*任务要求*. 在下面的行中找出所有含有“gutter”一词的行，逐行抄出。

++++++

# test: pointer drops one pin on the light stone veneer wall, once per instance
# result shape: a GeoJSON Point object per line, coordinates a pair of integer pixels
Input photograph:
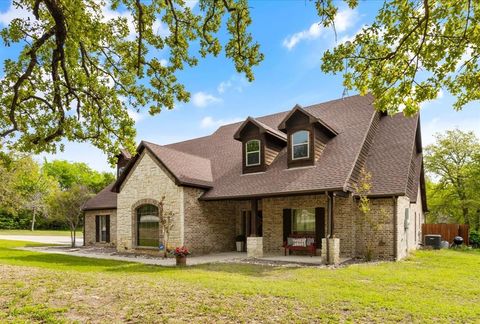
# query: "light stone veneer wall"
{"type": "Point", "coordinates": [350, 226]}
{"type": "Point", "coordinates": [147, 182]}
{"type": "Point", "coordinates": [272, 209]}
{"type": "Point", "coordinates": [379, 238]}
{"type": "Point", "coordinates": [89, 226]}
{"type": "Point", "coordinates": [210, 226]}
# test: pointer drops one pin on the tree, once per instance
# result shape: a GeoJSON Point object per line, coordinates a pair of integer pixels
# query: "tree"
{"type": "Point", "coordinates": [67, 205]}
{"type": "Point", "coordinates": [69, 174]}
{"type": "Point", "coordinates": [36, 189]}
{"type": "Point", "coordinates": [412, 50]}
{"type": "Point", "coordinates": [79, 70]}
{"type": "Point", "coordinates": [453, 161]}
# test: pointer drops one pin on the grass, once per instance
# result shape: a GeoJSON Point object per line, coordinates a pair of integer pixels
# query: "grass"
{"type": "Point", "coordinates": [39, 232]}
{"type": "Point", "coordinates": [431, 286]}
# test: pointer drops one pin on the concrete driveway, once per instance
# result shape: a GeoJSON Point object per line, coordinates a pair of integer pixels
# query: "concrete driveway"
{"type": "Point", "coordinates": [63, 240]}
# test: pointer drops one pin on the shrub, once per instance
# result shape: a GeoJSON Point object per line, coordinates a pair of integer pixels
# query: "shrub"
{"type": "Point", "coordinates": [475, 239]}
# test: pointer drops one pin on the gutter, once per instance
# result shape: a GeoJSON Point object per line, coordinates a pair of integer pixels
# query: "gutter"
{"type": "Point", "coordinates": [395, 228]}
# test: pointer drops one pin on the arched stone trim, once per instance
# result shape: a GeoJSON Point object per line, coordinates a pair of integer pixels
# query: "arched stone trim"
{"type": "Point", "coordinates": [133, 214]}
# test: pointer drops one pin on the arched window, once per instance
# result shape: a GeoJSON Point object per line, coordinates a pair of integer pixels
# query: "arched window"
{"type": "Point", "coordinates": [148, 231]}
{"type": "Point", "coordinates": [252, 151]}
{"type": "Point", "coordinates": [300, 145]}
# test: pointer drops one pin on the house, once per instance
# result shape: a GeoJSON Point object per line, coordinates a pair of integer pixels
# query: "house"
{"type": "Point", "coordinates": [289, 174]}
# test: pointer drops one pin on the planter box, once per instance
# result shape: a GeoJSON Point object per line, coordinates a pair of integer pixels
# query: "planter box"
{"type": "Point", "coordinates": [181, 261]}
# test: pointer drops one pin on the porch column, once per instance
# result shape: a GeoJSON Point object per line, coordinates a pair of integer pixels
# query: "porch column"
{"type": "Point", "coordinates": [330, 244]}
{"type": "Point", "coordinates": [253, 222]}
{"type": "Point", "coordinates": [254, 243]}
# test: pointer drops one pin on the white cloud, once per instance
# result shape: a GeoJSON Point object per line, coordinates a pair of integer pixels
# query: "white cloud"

++++++

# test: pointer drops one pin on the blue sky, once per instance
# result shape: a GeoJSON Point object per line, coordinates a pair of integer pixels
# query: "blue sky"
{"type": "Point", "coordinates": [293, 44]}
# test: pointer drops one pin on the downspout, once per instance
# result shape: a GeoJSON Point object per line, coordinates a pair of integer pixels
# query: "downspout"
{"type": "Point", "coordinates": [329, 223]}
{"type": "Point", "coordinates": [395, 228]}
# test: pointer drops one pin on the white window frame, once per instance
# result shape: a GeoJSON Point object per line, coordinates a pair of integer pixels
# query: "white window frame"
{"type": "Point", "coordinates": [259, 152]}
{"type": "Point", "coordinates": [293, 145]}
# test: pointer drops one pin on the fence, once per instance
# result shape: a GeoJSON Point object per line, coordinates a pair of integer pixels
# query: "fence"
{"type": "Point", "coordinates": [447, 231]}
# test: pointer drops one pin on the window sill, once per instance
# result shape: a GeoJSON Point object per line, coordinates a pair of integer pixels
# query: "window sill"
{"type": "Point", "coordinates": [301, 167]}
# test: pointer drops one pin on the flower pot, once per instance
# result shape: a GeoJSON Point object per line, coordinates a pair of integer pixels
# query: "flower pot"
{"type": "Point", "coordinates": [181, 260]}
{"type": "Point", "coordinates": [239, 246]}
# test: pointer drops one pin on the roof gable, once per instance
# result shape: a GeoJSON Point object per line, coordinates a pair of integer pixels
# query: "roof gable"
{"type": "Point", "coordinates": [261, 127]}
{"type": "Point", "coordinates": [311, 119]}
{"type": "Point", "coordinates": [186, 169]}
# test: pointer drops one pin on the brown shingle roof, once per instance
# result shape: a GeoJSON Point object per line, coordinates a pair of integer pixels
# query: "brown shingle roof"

++++++

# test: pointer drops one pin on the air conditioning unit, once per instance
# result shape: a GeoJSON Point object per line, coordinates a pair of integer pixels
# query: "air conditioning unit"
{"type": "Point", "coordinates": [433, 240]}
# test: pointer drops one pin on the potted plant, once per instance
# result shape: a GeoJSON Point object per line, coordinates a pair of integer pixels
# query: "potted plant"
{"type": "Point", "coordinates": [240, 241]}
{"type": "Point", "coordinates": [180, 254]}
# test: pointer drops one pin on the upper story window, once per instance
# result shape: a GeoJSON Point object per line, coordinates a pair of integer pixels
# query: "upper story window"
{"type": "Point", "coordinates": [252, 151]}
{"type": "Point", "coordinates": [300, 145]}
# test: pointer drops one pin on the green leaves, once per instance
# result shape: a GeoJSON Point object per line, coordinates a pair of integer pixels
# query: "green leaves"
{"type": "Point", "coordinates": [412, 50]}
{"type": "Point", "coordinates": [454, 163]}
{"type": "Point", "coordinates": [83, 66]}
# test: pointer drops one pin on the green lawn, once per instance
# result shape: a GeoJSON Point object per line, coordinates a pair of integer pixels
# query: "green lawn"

++++++

*完整答案*.
# test: pointer drops one pin on the gutter, once per instance
# query: "gutter"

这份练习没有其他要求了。